(Photo-based referring expression data)
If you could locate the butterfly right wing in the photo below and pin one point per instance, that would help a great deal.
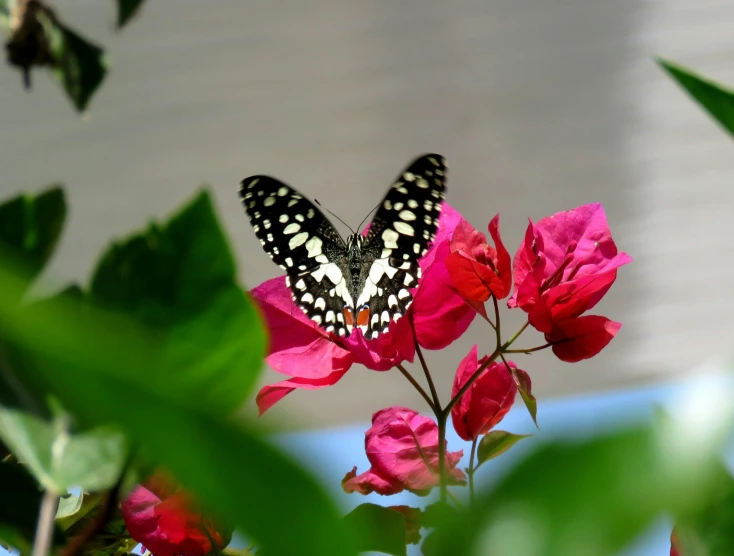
(301, 240)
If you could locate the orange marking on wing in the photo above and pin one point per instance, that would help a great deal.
(348, 316)
(363, 318)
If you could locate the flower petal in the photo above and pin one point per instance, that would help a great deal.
(581, 338)
(439, 312)
(270, 394)
(487, 400)
(403, 446)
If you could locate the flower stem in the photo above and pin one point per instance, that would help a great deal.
(434, 393)
(45, 527)
(470, 472)
(441, 421)
(509, 342)
(417, 386)
(528, 350)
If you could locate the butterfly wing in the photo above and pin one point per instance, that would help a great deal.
(401, 231)
(301, 240)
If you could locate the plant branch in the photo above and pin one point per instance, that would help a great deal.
(528, 350)
(470, 472)
(417, 386)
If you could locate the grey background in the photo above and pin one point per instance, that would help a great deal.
(538, 105)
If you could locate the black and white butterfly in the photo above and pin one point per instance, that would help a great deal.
(364, 282)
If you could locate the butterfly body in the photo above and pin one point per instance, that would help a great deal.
(365, 282)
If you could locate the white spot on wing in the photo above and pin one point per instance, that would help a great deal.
(390, 237)
(297, 240)
(291, 228)
(404, 228)
(314, 246)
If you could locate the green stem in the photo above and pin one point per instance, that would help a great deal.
(491, 359)
(434, 393)
(416, 385)
(528, 350)
(45, 527)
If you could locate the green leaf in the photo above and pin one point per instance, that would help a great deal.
(591, 497)
(30, 227)
(715, 98)
(708, 529)
(178, 278)
(378, 529)
(522, 380)
(85, 363)
(495, 443)
(78, 64)
(19, 509)
(126, 10)
(91, 459)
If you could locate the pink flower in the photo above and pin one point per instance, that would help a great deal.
(565, 265)
(313, 358)
(402, 447)
(478, 270)
(486, 401)
(165, 520)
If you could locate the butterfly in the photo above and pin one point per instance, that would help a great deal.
(366, 281)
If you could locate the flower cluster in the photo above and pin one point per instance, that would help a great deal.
(561, 270)
(165, 520)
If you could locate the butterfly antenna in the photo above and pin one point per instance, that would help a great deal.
(368, 215)
(334, 215)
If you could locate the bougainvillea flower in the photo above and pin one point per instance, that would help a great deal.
(299, 348)
(486, 401)
(165, 520)
(477, 269)
(582, 337)
(402, 447)
(565, 265)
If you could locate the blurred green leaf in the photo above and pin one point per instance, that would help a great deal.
(85, 362)
(30, 227)
(78, 64)
(19, 507)
(179, 280)
(126, 10)
(591, 498)
(4, 14)
(707, 530)
(495, 443)
(715, 98)
(378, 529)
(59, 460)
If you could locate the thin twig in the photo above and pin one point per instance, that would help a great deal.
(528, 350)
(434, 393)
(95, 526)
(470, 472)
(45, 527)
(416, 385)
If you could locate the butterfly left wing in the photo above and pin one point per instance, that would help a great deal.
(301, 240)
(400, 233)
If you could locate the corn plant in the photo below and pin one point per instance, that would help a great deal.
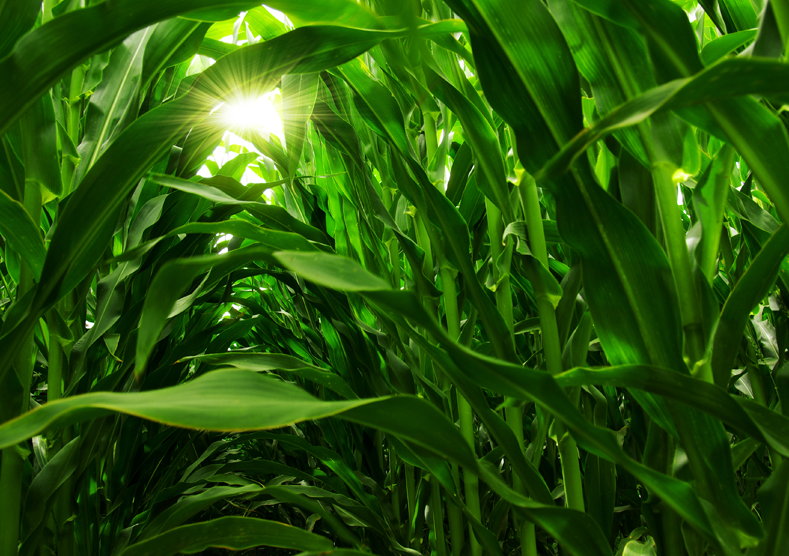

Exercise. Pictures excluded, return exactly the lines from the one with "If you could locate the blurred" through the final line of the entries above, both included.

Task output.
If you could locate the blurred green leaf in the photo above and pin one point per instance, that would help a great deal.
(85, 362)
(30, 227)
(78, 64)
(19, 507)
(179, 280)
(126, 10)
(591, 498)
(4, 14)
(707, 530)
(495, 443)
(715, 98)
(378, 529)
(59, 460)
If you could locate the thin twig in the photo above and pin one point per instance, that would help a great deal.
(528, 350)
(434, 393)
(95, 526)
(470, 472)
(45, 527)
(416, 385)
If you could locate the butterfly left wing in the photo above and pin one point per instance, that would help a great deal.
(301, 240)
(400, 233)
If you could locate the corn plant in the photo below and pin one point per instance, that would help a great deal.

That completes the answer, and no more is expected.